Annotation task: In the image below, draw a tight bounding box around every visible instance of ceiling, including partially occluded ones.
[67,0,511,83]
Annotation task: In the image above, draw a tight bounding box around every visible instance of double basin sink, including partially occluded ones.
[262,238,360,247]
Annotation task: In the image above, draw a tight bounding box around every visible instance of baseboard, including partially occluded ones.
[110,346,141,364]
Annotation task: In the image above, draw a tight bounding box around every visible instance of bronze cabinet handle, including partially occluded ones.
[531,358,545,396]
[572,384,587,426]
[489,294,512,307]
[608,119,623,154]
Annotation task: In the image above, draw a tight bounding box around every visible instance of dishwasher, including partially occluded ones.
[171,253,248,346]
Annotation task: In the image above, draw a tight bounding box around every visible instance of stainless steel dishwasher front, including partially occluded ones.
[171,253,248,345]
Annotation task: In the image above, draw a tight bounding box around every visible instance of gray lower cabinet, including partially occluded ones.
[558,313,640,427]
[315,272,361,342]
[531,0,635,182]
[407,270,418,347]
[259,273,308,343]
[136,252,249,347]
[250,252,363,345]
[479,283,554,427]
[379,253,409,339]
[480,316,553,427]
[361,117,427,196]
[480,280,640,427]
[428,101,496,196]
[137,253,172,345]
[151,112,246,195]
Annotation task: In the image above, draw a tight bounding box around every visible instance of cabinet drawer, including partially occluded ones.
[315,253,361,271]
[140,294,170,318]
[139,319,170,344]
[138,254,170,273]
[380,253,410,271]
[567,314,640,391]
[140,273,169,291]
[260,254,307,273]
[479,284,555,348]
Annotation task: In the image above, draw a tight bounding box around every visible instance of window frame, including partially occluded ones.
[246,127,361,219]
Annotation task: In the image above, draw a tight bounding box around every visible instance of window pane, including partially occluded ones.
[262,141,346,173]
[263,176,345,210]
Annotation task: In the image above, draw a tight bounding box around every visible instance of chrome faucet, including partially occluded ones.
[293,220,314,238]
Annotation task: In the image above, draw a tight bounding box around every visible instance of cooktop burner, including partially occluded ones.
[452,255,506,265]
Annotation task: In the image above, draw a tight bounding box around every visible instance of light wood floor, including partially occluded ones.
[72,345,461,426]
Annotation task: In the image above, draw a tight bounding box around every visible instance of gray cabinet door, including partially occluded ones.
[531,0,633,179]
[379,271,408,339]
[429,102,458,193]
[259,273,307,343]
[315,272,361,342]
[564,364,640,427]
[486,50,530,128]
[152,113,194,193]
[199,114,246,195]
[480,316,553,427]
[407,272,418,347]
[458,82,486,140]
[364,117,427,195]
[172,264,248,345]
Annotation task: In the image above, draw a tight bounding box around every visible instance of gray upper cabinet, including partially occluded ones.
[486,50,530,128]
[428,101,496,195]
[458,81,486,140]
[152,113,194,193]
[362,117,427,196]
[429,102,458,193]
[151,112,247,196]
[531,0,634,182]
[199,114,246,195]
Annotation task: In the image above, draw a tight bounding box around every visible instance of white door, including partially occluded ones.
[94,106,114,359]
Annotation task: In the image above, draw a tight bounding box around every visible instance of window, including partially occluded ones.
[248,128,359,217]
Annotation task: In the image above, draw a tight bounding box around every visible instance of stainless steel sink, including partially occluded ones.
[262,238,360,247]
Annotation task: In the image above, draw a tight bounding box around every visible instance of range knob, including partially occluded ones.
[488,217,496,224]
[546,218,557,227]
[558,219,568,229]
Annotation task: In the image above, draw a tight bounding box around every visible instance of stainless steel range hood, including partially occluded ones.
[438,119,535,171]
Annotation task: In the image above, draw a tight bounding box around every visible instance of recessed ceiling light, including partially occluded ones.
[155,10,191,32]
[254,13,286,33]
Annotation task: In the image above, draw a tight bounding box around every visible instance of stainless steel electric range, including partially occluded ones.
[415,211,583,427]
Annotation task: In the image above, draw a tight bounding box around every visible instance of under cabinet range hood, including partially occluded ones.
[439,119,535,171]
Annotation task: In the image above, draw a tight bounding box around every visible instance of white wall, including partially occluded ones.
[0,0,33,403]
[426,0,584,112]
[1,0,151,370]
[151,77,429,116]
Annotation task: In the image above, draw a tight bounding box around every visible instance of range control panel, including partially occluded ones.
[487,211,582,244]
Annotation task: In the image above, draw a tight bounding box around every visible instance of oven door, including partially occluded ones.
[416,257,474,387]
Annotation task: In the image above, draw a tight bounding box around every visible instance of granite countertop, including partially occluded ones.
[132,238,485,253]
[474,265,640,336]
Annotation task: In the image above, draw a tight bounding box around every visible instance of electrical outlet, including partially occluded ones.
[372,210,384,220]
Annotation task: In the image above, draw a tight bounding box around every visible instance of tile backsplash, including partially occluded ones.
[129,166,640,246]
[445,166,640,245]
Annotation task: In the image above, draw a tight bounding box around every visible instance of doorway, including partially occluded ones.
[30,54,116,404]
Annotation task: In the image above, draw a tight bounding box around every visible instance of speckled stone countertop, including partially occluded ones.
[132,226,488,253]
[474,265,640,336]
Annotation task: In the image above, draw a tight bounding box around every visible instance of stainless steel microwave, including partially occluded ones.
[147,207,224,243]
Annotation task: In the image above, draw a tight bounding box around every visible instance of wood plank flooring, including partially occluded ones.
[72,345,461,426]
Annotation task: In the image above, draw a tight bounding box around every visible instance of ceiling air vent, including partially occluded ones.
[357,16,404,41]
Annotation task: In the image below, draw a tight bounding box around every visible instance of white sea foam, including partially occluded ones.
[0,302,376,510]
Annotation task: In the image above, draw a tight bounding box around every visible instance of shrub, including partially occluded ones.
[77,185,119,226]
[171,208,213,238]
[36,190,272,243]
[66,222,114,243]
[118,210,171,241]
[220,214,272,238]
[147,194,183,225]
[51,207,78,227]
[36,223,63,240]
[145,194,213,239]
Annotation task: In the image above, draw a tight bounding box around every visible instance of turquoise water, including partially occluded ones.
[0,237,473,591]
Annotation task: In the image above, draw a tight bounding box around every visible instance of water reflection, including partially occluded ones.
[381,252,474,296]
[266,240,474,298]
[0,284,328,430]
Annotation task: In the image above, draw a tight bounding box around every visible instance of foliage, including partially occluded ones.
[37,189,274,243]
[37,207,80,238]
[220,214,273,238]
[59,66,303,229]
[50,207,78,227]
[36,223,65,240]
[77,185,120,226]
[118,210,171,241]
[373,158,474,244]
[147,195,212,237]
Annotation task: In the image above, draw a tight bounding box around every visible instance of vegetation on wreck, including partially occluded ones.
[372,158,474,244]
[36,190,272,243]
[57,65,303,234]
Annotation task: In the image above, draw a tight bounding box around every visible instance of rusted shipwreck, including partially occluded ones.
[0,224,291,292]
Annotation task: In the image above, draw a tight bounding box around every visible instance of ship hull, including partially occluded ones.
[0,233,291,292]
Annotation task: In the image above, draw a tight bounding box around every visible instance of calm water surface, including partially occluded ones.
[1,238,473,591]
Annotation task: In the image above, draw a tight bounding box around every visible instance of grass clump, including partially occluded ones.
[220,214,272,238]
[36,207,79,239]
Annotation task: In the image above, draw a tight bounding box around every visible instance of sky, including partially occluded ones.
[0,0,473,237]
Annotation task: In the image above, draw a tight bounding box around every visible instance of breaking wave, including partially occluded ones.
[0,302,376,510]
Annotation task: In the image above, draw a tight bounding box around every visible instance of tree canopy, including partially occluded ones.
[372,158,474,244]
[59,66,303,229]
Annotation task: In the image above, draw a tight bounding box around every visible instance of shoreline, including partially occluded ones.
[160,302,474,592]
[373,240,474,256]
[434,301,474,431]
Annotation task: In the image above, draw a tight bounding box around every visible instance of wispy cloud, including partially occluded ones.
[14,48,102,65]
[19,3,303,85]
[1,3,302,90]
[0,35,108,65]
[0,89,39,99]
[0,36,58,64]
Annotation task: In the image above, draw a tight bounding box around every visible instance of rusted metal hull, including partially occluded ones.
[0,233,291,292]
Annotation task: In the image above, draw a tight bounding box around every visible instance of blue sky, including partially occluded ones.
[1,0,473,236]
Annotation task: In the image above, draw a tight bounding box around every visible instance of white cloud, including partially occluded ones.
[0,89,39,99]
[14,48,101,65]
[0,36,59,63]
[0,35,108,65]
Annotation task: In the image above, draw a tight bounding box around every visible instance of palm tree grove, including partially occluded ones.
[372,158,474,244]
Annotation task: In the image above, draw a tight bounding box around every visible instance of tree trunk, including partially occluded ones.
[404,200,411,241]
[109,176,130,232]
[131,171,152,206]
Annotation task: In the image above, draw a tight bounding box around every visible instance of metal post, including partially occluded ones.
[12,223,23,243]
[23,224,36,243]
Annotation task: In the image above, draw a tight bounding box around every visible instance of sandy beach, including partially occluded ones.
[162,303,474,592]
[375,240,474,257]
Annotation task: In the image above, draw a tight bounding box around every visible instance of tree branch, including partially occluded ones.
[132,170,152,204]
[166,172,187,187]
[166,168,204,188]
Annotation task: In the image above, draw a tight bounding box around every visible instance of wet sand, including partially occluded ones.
· · · · · · ·
● The problem:
Repeat only the stretch of lines that begins at the line containing "beach, including partially occluded ones." and ends at the last line above, both included.

● Your response:
Annotation task: In the image above, draw a tight bounding box around every visible instance of sandy beach, including partially occluded ones.
[162,303,474,592]
[375,240,474,257]
Annotation task: In the image above, draw a tight bounding box around every visible instance of tree branch, including partially occluded ones.
[132,170,152,204]
[166,172,187,187]
[166,168,204,188]
Annotation task: In the image above, draw a tight bounding box around every visible instance of wet sand, including partially occluded ones.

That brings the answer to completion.